● EXERCISE DIRECTIONS: Convert the records below into a numbered list with one line per item, skipping blank lines. Leave the pictures out of the answer.

● Records from a dataset:
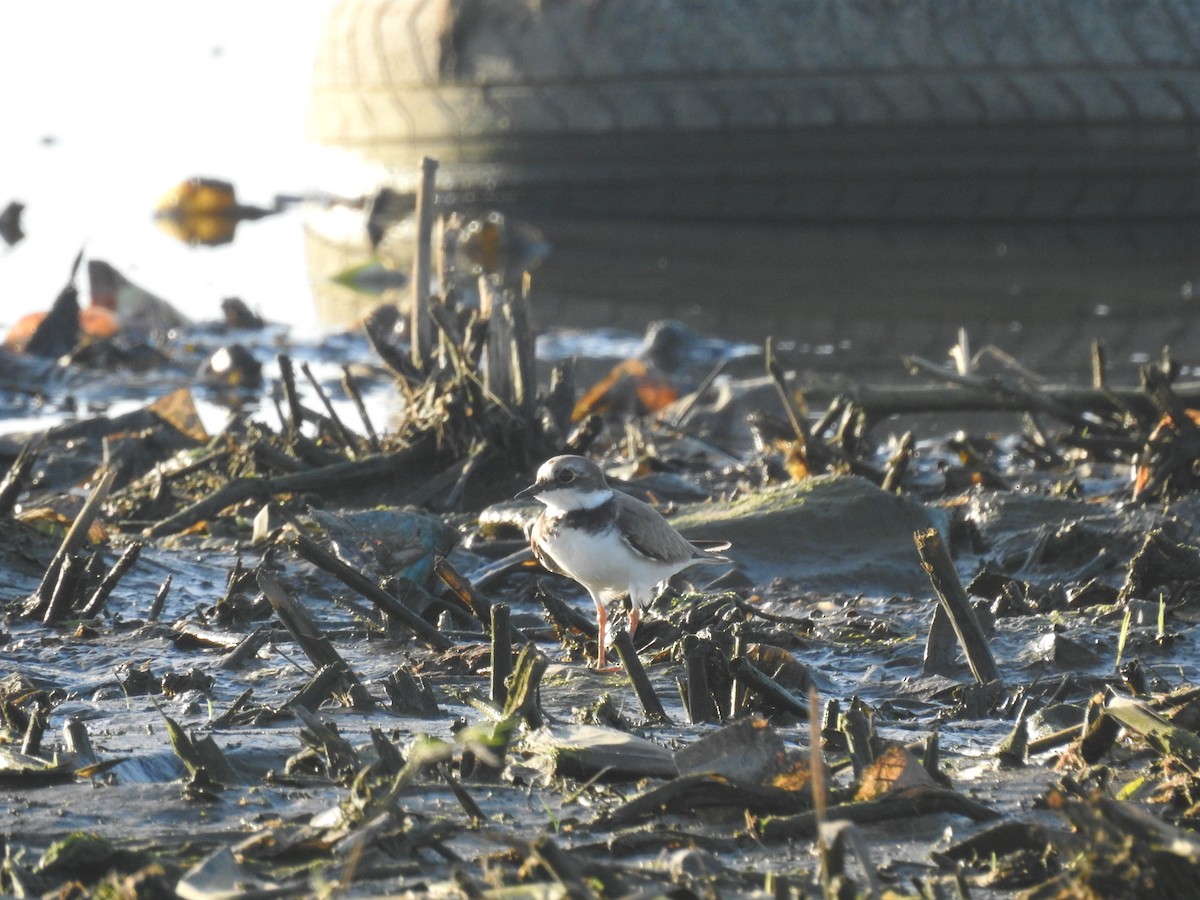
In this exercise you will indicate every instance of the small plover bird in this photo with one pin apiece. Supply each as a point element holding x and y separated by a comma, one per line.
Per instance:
<point>610,543</point>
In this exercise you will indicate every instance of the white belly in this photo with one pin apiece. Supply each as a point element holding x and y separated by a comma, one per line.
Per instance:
<point>607,567</point>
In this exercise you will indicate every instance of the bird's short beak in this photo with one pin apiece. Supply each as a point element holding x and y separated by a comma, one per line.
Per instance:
<point>532,491</point>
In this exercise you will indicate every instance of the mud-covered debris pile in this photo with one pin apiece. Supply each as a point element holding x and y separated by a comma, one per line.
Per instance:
<point>316,655</point>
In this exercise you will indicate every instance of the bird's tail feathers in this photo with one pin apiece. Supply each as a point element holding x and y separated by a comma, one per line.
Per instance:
<point>711,551</point>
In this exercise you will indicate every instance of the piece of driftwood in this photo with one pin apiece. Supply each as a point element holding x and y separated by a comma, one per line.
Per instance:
<point>112,579</point>
<point>160,599</point>
<point>767,688</point>
<point>17,477</point>
<point>859,733</point>
<point>378,467</point>
<point>480,609</point>
<point>411,695</point>
<point>523,687</point>
<point>199,754</point>
<point>935,559</point>
<point>562,868</point>
<point>883,401</point>
<point>349,441</point>
<point>689,793</point>
<point>76,535</point>
<point>748,751</point>
<point>587,751</point>
<point>899,462</point>
<point>312,641</point>
<point>323,684</point>
<point>246,649</point>
<point>352,390</point>
<point>941,645</point>
<point>1019,396</point>
<point>737,687</point>
<point>31,741</point>
<point>895,804</point>
<point>502,654</point>
<point>633,665</point>
<point>1013,751</point>
<point>63,595</point>
<point>1161,733</point>
<point>420,323</point>
<point>360,583</point>
<point>701,706</point>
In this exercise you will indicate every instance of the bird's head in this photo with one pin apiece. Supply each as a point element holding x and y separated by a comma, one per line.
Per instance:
<point>569,483</point>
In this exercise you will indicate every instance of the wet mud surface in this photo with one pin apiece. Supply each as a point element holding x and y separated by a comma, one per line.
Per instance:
<point>358,742</point>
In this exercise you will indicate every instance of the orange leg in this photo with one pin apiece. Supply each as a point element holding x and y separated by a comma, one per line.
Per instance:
<point>601,633</point>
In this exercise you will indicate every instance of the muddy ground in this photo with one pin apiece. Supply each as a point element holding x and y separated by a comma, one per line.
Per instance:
<point>353,748</point>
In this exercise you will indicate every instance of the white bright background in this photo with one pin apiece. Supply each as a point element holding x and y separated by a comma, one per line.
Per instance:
<point>107,105</point>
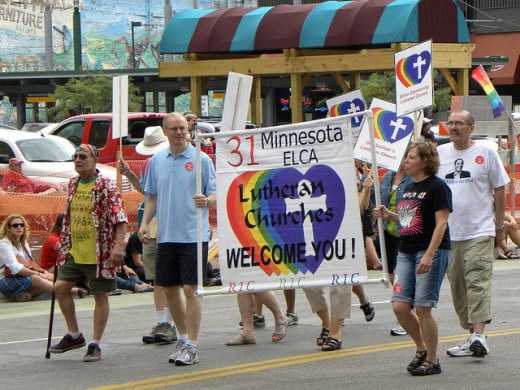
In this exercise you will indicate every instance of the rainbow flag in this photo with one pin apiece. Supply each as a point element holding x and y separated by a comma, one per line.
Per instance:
<point>480,76</point>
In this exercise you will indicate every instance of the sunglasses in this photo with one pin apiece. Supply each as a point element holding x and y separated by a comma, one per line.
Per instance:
<point>80,156</point>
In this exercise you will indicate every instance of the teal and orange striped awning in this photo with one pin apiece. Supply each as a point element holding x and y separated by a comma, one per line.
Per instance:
<point>331,25</point>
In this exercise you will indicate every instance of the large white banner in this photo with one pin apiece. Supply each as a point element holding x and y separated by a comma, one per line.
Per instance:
<point>414,78</point>
<point>287,207</point>
<point>391,136</point>
<point>349,103</point>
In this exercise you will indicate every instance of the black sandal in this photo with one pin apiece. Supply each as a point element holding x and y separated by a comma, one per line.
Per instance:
<point>331,344</point>
<point>427,368</point>
<point>322,337</point>
<point>420,358</point>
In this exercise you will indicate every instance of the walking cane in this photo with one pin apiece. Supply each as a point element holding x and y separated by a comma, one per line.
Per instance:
<point>51,315</point>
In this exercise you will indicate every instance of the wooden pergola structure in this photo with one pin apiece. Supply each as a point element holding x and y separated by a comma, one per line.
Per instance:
<point>342,39</point>
<point>300,65</point>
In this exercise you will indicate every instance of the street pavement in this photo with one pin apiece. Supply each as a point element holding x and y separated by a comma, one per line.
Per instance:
<point>370,357</point>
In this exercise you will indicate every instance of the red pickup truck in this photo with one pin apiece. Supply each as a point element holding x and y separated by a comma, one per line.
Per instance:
<point>96,129</point>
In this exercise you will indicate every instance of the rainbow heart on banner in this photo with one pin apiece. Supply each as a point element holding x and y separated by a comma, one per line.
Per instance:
<point>286,209</point>
<point>388,127</point>
<point>411,70</point>
<point>349,107</point>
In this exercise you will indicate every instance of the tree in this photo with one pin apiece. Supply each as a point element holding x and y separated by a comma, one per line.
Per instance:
<point>90,94</point>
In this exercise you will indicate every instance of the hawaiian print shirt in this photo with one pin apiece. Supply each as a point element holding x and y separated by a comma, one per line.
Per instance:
<point>107,212</point>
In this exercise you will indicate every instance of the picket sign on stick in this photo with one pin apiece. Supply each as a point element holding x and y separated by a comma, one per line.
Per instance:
<point>236,103</point>
<point>119,115</point>
<point>377,193</point>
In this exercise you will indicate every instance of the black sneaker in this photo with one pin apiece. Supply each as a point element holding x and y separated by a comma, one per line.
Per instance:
<point>93,353</point>
<point>67,343</point>
<point>427,368</point>
<point>258,321</point>
<point>368,310</point>
<point>165,334</point>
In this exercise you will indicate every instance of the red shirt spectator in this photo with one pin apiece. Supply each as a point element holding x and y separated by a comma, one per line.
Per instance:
<point>15,181</point>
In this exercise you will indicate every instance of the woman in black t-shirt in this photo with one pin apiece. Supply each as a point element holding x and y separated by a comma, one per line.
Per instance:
<point>424,253</point>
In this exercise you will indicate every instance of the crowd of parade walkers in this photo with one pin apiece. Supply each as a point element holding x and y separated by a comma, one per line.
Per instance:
<point>430,230</point>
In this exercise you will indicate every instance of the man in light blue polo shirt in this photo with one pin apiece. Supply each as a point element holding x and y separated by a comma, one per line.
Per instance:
<point>171,194</point>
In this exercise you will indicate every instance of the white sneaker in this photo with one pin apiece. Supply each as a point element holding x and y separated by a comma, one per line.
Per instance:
<point>178,351</point>
<point>478,345</point>
<point>398,331</point>
<point>189,356</point>
<point>462,349</point>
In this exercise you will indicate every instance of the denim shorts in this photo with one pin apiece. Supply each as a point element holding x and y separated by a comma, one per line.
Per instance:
<point>419,290</point>
<point>15,285</point>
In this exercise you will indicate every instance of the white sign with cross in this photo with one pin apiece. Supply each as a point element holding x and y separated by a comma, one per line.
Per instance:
<point>391,136</point>
<point>349,103</point>
<point>414,78</point>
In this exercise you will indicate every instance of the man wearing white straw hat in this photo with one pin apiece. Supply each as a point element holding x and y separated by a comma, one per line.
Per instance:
<point>164,331</point>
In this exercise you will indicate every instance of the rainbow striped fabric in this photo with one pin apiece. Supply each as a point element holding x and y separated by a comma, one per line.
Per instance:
<point>497,105</point>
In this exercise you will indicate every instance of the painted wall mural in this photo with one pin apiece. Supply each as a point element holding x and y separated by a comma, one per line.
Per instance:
<point>106,33</point>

● SOLUTION FOR THIS PROBLEM:
1. In this exercise you will indicate every instance of the small plover bird in this photo with one pin apiece. Supply each as a point element holding x and y separated by a comma, one per line.
2. Per instance:
3. <point>610,543</point>
4. In this exercise you will indicate every instance of the white belly in this photo with one pin apiece. Supply each as a point element holding x and y separated by a comma, one per line.
5. Per instance:
6. <point>607,567</point>
7. In this exercise you will indicate every instance of the bird's short beak in this photo with one pin apiece. Supply each as a point element holding x and y separated by a comma, one per line.
8. Per instance:
9. <point>532,491</point>
10. In this exercise you will indicate every instance of the mud-covered debris pile in this photo with one pin apiece. Supply each as a point element holding x and y separated by a comma, one per line.
11. Per instance:
12. <point>316,655</point>
13. In this exercise you will indicate every instance of the bird's tail feathers in this photo with one pin apiece. Supply each as a point element holding x and y separated by a comma, one per line.
14. Per instance:
15. <point>711,551</point>
16. In this exercise you will indicate every instance of the piece of driftwood in this photo with one pin apiece. Supply each as a point element holding x and y separated by a comma, one per line.
17. Per instance:
18. <point>112,579</point>
19. <point>160,599</point>
20. <point>767,688</point>
21. <point>17,477</point>
22. <point>859,733</point>
23. <point>378,467</point>
24. <point>480,609</point>
25. <point>411,695</point>
26. <point>523,687</point>
27. <point>199,754</point>
28. <point>935,559</point>
29. <point>562,868</point>
30. <point>883,401</point>
31. <point>349,441</point>
32. <point>689,793</point>
33. <point>76,535</point>
34. <point>748,751</point>
35. <point>587,751</point>
36. <point>899,462</point>
37. <point>312,641</point>
38. <point>323,684</point>
39. <point>246,649</point>
40. <point>352,390</point>
41. <point>941,645</point>
42. <point>1019,396</point>
43. <point>737,687</point>
44. <point>31,741</point>
45. <point>895,804</point>
46. <point>502,654</point>
47. <point>633,665</point>
48. <point>1013,751</point>
49. <point>63,595</point>
50. <point>1161,733</point>
51. <point>420,323</point>
52. <point>360,583</point>
53. <point>701,706</point>
54. In this exercise you will indicate every instance of the bird's head in this photo with one pin apiece. Supply each as a point element holding x and y separated by a comma, one per line.
55. Per instance:
56. <point>569,483</point>
57. In this exercise you will indicate every instance of the wet mud surface in this photo with one pin apiece. Supply each as a point element holding x and y separated by a comma, one per line.
58. Per instance:
59. <point>358,742</point>
60. In this exercise you will indicate every instance of the orange leg in this photo with one pin apiece. Supply each as a point element holding x and y separated by a comma, one per line.
61. Per instance:
62. <point>601,633</point>
63. In this exercise you will indicate every instance of the muddy ground in this photo with one pin apiece. Supply each as a point element holding x and y separated by a comma, one per line.
64. Per instance:
65. <point>353,748</point>
66. In this exercise you will indicate every instance of the white bright background in this photo with one pin apiece. Supply each as a point element holding x and y separated by a comma, one per line.
67. Per instance:
68. <point>107,105</point>
69. In this exercise you will indicate every instance of the rainbow flag in this photo with one pin apiece. Supply each as a point element holding x and y separated by a comma, one per line.
70. Per instance:
71. <point>480,76</point>
72. In this exercise you will indicate every instance of the sunglasses in this photo with one pin apiece. Supply each as a point element holding x and y separated by a comma, one per line.
73. Per instance:
74. <point>80,156</point>
75. In this exercise you will indicate every instance of the teal and orange striped awning in this photo with one pin apiece. Supply each as a point element holding x and y separated by a comma, one per line.
76. Per instance:
77. <point>331,25</point>
78. In this exercise you will indicate every instance of the large white banner in this photo with one pin apiece. Supply each as a point element holding x and y separated by a comma, one per line.
79. Per instance:
80. <point>414,78</point>
81. <point>287,207</point>
82. <point>391,136</point>
83. <point>349,103</point>
84. In this exercise you will indicate every instance of the black sandal in this photo with one pin apiece. Supply each as a point element holding x and y separated by a comma, one per line.
85. Per instance:
86. <point>331,344</point>
87. <point>427,368</point>
88. <point>322,337</point>
89. <point>420,358</point>
90. In this exercise you will indicate every instance of the walking cane in this photo with one pin apiece. Supply each as a point element holding x and y separated by a comma, one per line.
91. Per instance:
92. <point>51,315</point>
93. In this exercise you will indicate every instance of the wooden pergola structure in this photo with one pin apiece. Supply each as a point element holding x and y separated by a comma, one per line.
94. Per instance:
95. <point>342,39</point>
96. <point>300,65</point>
97. In this exercise you will indicate every instance of the street pavement in this photo with one pin apiece. Supply each as a point element holding x and y separated by a comma, one per line.
98. Per instance:
99. <point>370,357</point>
100. In this exercise you will indicate every instance of the red pickup truck in this photo with one pin apiece. Supply each as a point element holding x and y separated by a comma, one per line.
101. Per instance:
102. <point>96,129</point>
103. In this exercise you will indicate every instance of the rainbow heart on banner in this photo with one pin apiece. Supply each as a point element holding x and y separated by a comma, one per line.
104. Per instance:
105. <point>286,209</point>
106. <point>388,127</point>
107. <point>411,70</point>
108. <point>349,107</point>
109. In this exercise you will indicate every instance of the tree in this photo with one pin apiece. Supply each as a point element holding x and y separated by a comma, one per line.
110. Per instance:
111. <point>90,94</point>
112. In this exercise you will indicate every instance of the hawaiian print shirt in this photo with one pin apiece. Supply each as a point element holding x and y separated by a comma, one per line.
113. Per instance:
114. <point>107,212</point>
115. In this exercise you will indicate every instance of the picket sign on stick in this photo with one pin apiece. Supply each as a point element holding x and y separated by a comma, one per line.
116. Per instance:
117. <point>236,103</point>
118. <point>119,115</point>
119. <point>377,193</point>
120. In this exercise you will indicate every instance of the black sneaker in this photo with one pin apiece. Supply each as a point element holding x and y separated by a comma, one per line.
121. Per instance:
122. <point>93,353</point>
123. <point>67,343</point>
124. <point>427,368</point>
125. <point>258,321</point>
126. <point>368,310</point>
127. <point>165,334</point>
128. In this exercise you will indicate every instance of the red shirt spectator in this photo with one pin apiece. Supply each as a point element holding x and y separated by a comma, one per line.
129. Per instance:
130. <point>15,181</point>
131. In this exercise you will indicate every instance of the woman in black t-shirt in this photo with one pin apiece. Supply each as a point element holding x and y separated by a comma, one per line.
132. Per instance:
133. <point>424,253</point>
134. In this exercise you will indicate every instance of the crowd of parade walkers in this photo with one pin apiece. Supply each as a point element holding x and y separated by a comma, one per line.
135. Per instance:
136. <point>430,230</point>
137. In this exercise you will indicate every instance of the man in light blue polo shirt in this photo with one pin apiece. Supply each as a point element holding x and y separated by a comma, one per line.
138. Per instance:
139. <point>171,194</point>
140. In this exercise you will indicate every instance of the white sneaker in this photo with one pin apiece. Supply each as a point element holding x and y separated by a comma, one per line.
141. Per instance:
142. <point>178,351</point>
143. <point>478,345</point>
144. <point>398,331</point>
145. <point>189,356</point>
146. <point>462,349</point>
147. In this exercise you will indicate every instance of the denim shorts in this photo with one pin apiece. Supply each as a point element holding x and y separated by a comma, one per line.
148. Per instance:
149. <point>419,290</point>
150. <point>15,285</point>
151. In this exercise you will indicate every instance of the white sign with cross in this photo with one pin apiece. Supply each as a point element holding x and y separated by a comma, one per line.
152. Per instance:
153. <point>391,136</point>
154. <point>349,103</point>
155. <point>414,78</point>
156. In this exercise you will indicate every instance of the man wearing white straw hat in this photo with one pin apiece. Supply each as a point element holding x and y separated by a comma, one per line.
157. Per instance:
158. <point>164,331</point>
159. In this exercise you will indicate every instance of the rainbow striped fabric in this photo with one pin apiece. Supply each as a point element holding x and y separated by a comma, one per line.
160. Per instance:
161. <point>497,105</point>
162. In this exercise you will indicate every instance of the painted wall mural in this photo with one pin apiece. Supply each as a point element holding x and y separated by a comma, one per line.
163. Per instance:
164. <point>106,33</point>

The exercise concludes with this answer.